▶ Set tasks
1. Answer these from the commentary on Trump and the Federal Reserve:
(a) On what day did Trump tweet that the Fed should set zero or negative interest rates?
(b) Which economist's level of expertise on monetary policy do the writers say they can't claim?
(c) How many corporate bankruptcies does the commentary mention?
2. Retype the commentary on Trump and the Federal Reserve word for word, everything from "We can’t claim" down to "having house odds.".

President Donald Trump continues to boast about creating the best American economy ever, but he also continues to urge the Federal Reserve Board to pursue the sort of monetary policy usually reserved for recessions and depressions. On Wednesday he “tweeted” that the Fed should be setting zero or even negative interests, and lamented about “A once in a lifetime opportunity that we are missing because of ‘Boneheads.‘”
We can’t claim to be Milton Friedman-level experts on monetary policy, but we think we understand the basics better than Trump seems to, and we’re cautiously hopeful that the “boneheads” at the Fed know best.
Trump’s “tweet” suggests he wants those unprecedented-in-American-history zero or negative interest rates so that he can rack up further trillion-dollar deficits at a lower cost, and perhaps allow him to refinance what America owes its international creditors. The self-proclaimed “King of Debt” believes he can negotiate the same kind of deal that left him rich even after six corporate bankruptcies cost his investors hundreds of million dollars, but we worry that the country would the have the same problem getting a line of credit that Trump has had ever since his casinos went under despite having house odds.

▶ Information shown
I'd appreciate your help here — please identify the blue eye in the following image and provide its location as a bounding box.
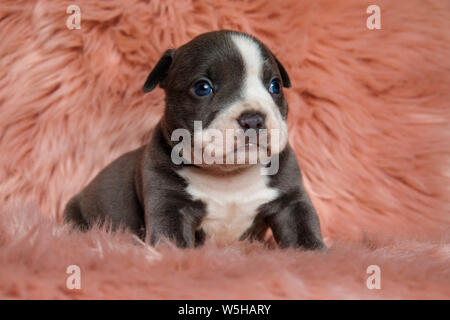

▶ Results of the exercise
1.
(a) Wednesday
(b) Milton Friedman
(c) Six

2.
We can’t claim to be Milton Friedman-level experts on monetary policy, but we think we understand the basics better than Trump seems to, and we’re cautiously hopeful that the “boneheads” at the Fed know best.
Trump’s “tweet” suggests he wants those unprecedented-in-American-history zero or negative interest rates so that he can rack up further trillion-dollar deficits at a lower cost, and perhaps allow him to refinance what America owes its international creditors. The self-proclaimed “King of Debt” believes he can negotiate the same kind of deal that left him rich even after six corporate bankruptcies cost his investors hundreds of million dollars, but we worry that the country would the have the same problem getting a line of credit that Trump has had ever since his casinos went under despite having house odds.